### [WHAT THE EXERCISE ASKS]
Your task is to give the data again, exactly, with every line intact.

⁂

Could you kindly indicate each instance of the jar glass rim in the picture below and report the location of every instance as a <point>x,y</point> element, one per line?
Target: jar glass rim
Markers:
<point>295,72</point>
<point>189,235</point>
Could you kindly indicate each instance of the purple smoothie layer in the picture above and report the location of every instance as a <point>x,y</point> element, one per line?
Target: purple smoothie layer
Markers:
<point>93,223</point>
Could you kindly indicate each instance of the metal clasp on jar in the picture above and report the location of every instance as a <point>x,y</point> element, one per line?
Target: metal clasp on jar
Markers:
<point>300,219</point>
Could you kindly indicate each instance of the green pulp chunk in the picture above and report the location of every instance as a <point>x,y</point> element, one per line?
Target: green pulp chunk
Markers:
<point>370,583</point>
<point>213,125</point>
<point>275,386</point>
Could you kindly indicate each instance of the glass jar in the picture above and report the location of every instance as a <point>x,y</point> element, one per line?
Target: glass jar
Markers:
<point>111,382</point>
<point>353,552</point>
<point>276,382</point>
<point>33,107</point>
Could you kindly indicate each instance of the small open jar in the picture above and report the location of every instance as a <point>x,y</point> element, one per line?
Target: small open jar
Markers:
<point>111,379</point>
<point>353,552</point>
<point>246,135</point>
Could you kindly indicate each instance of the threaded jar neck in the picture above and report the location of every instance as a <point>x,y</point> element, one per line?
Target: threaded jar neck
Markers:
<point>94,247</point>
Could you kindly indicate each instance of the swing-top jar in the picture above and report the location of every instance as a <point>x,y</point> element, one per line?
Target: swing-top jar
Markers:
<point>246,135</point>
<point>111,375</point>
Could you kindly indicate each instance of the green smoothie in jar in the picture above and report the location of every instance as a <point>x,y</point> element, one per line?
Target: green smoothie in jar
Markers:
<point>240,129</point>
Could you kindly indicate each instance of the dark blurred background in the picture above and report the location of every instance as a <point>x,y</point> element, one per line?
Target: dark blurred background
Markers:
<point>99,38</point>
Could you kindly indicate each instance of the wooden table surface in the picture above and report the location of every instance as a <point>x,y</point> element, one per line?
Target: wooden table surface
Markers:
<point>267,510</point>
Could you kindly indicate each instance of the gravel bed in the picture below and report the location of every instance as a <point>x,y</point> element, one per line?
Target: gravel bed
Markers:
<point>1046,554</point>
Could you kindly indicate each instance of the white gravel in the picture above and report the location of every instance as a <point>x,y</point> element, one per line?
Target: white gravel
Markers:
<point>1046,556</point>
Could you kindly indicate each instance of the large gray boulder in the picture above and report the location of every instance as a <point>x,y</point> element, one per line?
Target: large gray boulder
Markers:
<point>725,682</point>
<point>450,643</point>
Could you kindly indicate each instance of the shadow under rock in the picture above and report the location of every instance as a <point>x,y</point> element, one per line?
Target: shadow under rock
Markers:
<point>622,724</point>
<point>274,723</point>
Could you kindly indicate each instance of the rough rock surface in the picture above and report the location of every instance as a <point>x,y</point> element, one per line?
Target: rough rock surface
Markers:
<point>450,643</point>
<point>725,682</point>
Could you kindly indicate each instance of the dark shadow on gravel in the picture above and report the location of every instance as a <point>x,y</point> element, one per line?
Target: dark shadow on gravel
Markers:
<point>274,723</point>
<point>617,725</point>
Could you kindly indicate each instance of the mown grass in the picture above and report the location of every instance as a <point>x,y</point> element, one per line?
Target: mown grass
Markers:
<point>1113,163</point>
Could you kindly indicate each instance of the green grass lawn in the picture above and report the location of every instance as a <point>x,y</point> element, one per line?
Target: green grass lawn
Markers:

⁂

### [REPLY]
Could you kindly indicate each instance of the jar glass rim in the picture below and report the location of every instance as a <point>x,y</point> element, one per line?
Target: jar glass rim
Markers:
<point>295,72</point>
<point>189,235</point>
Could you kindly indicate each instance of the purple smoothie layer in the picture above and report the location of every instance as a <point>x,y</point> element, one per line?
Target: purple smoothie layer
Markers:
<point>93,223</point>
Could you kindly indicate each instance of the metal clasp on jar in the picture above and report the location of every instance as a <point>x,y</point> element, one per line?
Target: metal clasp on jar
Markers:
<point>300,219</point>
Could you kindly indicate each instance of the green pulp chunk in the picture above and report the location of every instance as a <point>x,y</point> element, one per line?
Target: green pulp chunk
Markers:
<point>370,583</point>
<point>213,125</point>
<point>275,386</point>
Could you kindly indicate each instance of the glass jar in the picture above and report the location of every instance as a <point>x,y</point> element, one per line?
Target: glass jar
Markers:
<point>111,382</point>
<point>353,552</point>
<point>276,382</point>
<point>33,107</point>
Could you kindly indicate each instance of the small open jar in the picture above and report the location of every instance as a <point>x,y</point> element, one per line?
Target: small open jar
Markers:
<point>111,379</point>
<point>353,552</point>
<point>246,135</point>
Could you kindly indicate each instance of the threaded jar neck in the picture above and report the location of every instance as a <point>x,y</point> element, one per line?
Target: threaded jar neck
Markers:
<point>94,247</point>
Could you kindly indicate each instance of the swing-top jar in the picture above and report the location of every instance as a <point>x,y</point> element, one per line?
Target: swing-top jar
Markers:
<point>246,135</point>
<point>111,375</point>
Could you kindly indicate each instance of the green smoothie in jar in the picture above and report the location of every instance as a <point>x,y</point> element, one per line?
Target: green smoothie in jar
Markers:
<point>240,129</point>
Could you kindly indicate each instance of the dark blurred background in the picture above and report the location of every instance as a <point>x,y</point> element, one per line?
Target: dark blurred background
Markers:
<point>99,38</point>
Could you kindly indicate each instance of the wooden table surface in the picture above and report the location of every instance as a <point>x,y</point> element, one per line?
Target: wooden table surface
Markers:
<point>267,510</point>
Could you kindly indicate each instance of the gravel bed in the picture below and report the location of every instance as a <point>x,y</point> element, one per line?
Target: gravel bed
Markers:
<point>1046,554</point>
Could you kindly indicate each instance of the white gravel in the picture above and report the location of every instance as a <point>x,y</point> element, one per line?
Target: white gravel
Markers:
<point>1046,556</point>
Could you kindly indicate each instance of the large gray boulder in the picture above and report the location of every instance as a <point>x,y</point> element, one per line?
Target: large gray boulder
Markers:
<point>725,682</point>
<point>450,643</point>
Could you kindly indicate each instance of the shadow under rock in the picture above and report the location of every instance as a <point>x,y</point> element, one per line?
Target: shadow under rock
Markers:
<point>622,724</point>
<point>274,723</point>
Could you kindly indicate each instance of the rough rock surface in the picture above and report the location of every instance as a <point>x,y</point> element, one per line?
Target: rough rock surface
Markers:
<point>450,643</point>
<point>725,682</point>
Could you kindly indicate each instance of the dark shadow on gravel in the picture above and report the location of every instance as a <point>x,y</point> element, one per line?
Target: dark shadow on gravel
Markers:
<point>274,723</point>
<point>617,725</point>
Could you kindly indicate each instance of the mown grass in the picture above and report the location of every instance as a <point>x,y</point> element, one per line?
Target: mown grass
Markers:
<point>1113,163</point>
Could you kindly indicate each instance of the green grass lawn in the picture above and report the location of every instance as a <point>x,y</point> element, one per line?
Target: green grass lawn
Markers:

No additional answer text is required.